[Annotated coordinate records]
↓↓↓

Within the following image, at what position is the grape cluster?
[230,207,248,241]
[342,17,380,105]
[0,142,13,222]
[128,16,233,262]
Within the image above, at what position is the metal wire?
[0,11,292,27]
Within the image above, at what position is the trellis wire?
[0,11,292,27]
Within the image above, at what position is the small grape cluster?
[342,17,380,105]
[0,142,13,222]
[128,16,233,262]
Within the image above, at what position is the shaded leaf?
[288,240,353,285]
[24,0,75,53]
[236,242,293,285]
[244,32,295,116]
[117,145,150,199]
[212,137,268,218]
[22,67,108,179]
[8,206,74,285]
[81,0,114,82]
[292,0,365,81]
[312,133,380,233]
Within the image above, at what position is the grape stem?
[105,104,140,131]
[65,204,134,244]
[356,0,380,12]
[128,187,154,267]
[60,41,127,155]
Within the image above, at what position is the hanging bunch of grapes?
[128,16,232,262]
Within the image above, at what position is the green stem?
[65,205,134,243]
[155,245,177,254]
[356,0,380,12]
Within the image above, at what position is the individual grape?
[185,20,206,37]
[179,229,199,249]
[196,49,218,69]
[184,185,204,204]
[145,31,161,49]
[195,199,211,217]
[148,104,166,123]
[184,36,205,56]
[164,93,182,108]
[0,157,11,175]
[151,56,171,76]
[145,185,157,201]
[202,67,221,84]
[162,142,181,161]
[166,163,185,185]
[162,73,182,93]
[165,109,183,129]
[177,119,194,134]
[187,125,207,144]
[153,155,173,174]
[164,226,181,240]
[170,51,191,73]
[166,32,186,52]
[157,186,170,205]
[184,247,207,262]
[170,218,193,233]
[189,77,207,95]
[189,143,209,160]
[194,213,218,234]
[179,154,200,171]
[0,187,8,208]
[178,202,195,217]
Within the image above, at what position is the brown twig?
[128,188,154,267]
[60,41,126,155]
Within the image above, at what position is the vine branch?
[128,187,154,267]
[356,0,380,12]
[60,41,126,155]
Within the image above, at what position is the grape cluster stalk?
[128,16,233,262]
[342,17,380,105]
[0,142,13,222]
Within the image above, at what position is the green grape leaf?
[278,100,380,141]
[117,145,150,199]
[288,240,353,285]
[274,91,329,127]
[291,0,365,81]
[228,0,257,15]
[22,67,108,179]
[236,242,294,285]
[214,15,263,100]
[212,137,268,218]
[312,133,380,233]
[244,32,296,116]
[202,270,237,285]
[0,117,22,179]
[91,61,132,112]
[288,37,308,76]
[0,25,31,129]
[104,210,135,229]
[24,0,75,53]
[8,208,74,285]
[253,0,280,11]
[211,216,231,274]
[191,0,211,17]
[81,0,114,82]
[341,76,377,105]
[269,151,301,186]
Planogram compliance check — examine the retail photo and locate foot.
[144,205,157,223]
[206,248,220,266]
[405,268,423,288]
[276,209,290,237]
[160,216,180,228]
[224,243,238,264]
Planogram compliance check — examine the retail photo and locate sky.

↑↑↑

• YOUR OBJECTIVE:
Rewrite all of the items above as a numbered list, one line per entry, and leave out any blank lines.

• REPLY TO THE TASK:
1. Within the following image, at what position is the grape cluster?
2. [230,207,248,241]
3. [342,17,380,105]
4. [0,142,13,222]
5. [128,16,233,262]
6. Within the image above, at what position is the metal wire?
7. [0,11,292,27]
8. Within the image above, at what position is the trellis wire?
9. [0,11,292,27]
10. Within the image above, at what position is the small grape cluster?
11. [342,17,380,105]
12. [0,142,13,222]
13. [128,16,233,262]
14. Within the image above, at what position is the shaded leaf?
15. [288,240,353,285]
16. [24,0,75,53]
17. [236,242,293,285]
18. [244,32,295,116]
19. [117,145,150,199]
20. [212,137,268,218]
21. [22,67,108,179]
22. [8,206,74,285]
23. [81,0,114,82]
24. [292,0,365,81]
25. [312,133,380,233]
26. Within the image above, at what position is the grape stem?
27. [105,104,140,131]
28. [65,204,134,244]
29. [356,0,380,12]
30. [128,187,154,267]
31. [60,41,127,155]
32. Within the image above, at what position is the hanging bunch of grapes?
33. [128,16,232,262]
34. Within the image above, at what position is the green stem?
35. [65,205,134,243]
36. [155,245,177,254]
37. [356,0,380,12]
38. Within the image above, at what position is the individual grape?
39. [185,20,206,37]
40. [179,229,199,249]
41. [196,49,218,69]
42. [184,185,204,204]
43. [145,31,161,49]
44. [195,199,211,217]
45. [148,104,166,123]
46. [184,36,205,56]
47. [164,93,182,108]
48. [0,157,11,175]
49. [151,56,171,76]
50. [145,185,157,201]
51. [202,67,221,84]
52. [162,142,181,161]
53. [166,163,185,185]
54. [162,73,182,93]
55. [165,109,183,129]
56. [177,119,194,134]
57. [187,125,207,144]
58. [153,155,173,174]
59. [164,226,181,240]
60. [170,51,191,73]
61. [166,32,186,52]
62. [157,186,170,205]
63. [184,247,207,262]
64. [170,218,193,233]
65. [189,77,207,95]
66. [189,143,209,160]
67. [194,213,218,234]
68. [179,154,200,171]
69. [0,187,8,208]
70. [178,202,195,217]
71. Within the image above, at what position is the brown twig?
72. [128,188,154,267]
73. [60,41,126,155]
74. Within the image above, at what position is the vine branch?
75. [128,187,154,267]
76. [356,0,380,12]
77. [60,41,126,155]
78. Within the image above, at what position is the grape cluster stalk?
79. [128,16,233,262]
80. [342,17,380,105]
81. [0,142,13,222]
82. Within the image above, at what position is the green grape leaf?
83. [278,100,380,141]
84. [117,145,150,199]
85. [288,240,353,285]
86. [274,91,329,127]
87. [291,0,365,81]
88. [228,0,257,15]
89. [22,67,108,179]
90. [236,242,294,285]
91. [214,15,263,100]
92. [212,137,268,218]
93. [312,133,380,233]
94. [244,32,296,116]
95. [202,270,237,285]
96. [0,117,22,179]
97. [91,61,132,112]
98. [288,37,308,76]
99. [0,25,31,129]
100. [104,210,135,229]
101. [24,0,75,53]
102. [8,208,74,285]
103. [253,0,280,11]
104. [211,216,231,274]
105. [191,0,211,17]
106. [81,0,114,82]
107. [341,76,377,105]
108. [269,151,301,186]
109. Planogram compliance check — examine the retail photo and locate foot.
110. [144,205,157,223]
111. [206,248,220,266]
112. [405,268,423,288]
113. [276,209,290,237]
114. [160,216,180,228]
115. [224,243,238,264]
116. Planogram compliance check — examine the retail photo and locate sky.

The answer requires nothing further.